[Entries taken from a collection]
◇ ◇ ◇ ◇ ◇

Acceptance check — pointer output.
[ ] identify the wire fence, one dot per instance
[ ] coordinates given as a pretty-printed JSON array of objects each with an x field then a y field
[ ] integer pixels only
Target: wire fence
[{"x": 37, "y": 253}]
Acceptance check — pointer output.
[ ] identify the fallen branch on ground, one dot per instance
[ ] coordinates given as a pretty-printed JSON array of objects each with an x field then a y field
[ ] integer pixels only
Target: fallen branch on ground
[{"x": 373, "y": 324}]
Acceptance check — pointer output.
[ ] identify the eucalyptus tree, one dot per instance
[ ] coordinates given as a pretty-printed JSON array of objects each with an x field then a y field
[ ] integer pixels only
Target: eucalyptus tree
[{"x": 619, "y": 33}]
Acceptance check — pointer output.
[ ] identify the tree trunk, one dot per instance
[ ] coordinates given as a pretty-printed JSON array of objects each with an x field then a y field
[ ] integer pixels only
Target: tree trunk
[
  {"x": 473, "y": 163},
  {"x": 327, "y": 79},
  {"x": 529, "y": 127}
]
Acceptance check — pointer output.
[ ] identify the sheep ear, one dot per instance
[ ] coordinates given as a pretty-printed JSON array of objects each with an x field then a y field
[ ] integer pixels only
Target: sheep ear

◇ ◇ ◇ ◇ ◇

Directions for this task: Restate the listing in full, word for word.

Correct result:
Acceptance check — pointer output.
[ ] identify the wire fence, one dot per instance
[ ] coordinates given as a pretty-printed JSON array of objects each with an x field then a y field
[ ] integer pixels only
Target: wire fence
[{"x": 37, "y": 253}]
Acceptance check — pointer output.
[ ] identify the fallen branch on ground, one dot per instance
[ ] coordinates given as a pretty-printed JSON array of objects each with an x field then a y field
[ ] integer pixels only
Target: fallen branch on ground
[{"x": 373, "y": 324}]
Acceptance check — pointer output.
[ ] identify the eucalyptus tree, one dot per instance
[ ] coordinates given as a pretty-printed JSON array of objects each with an x field then a y field
[ ] integer pixels only
Target: eucalyptus tree
[{"x": 619, "y": 33}]
Acceptance check — pointer output.
[ ] identify the tree trunk, one dot per instance
[ ] coordinates given as a pretty-printed JSON array of objects each with an x field then a y field
[ ] integer pixels only
Target: tree trunk
[
  {"x": 473, "y": 163},
  {"x": 327, "y": 79},
  {"x": 529, "y": 127}
]
Acceptance check — pointer output.
[ ] identify the sheep ear, one dot per instance
[ ] coordinates given as a pretty-printed JSON array of objects each with an x field then a y field
[ ] integer pixels only
Target: sheep ear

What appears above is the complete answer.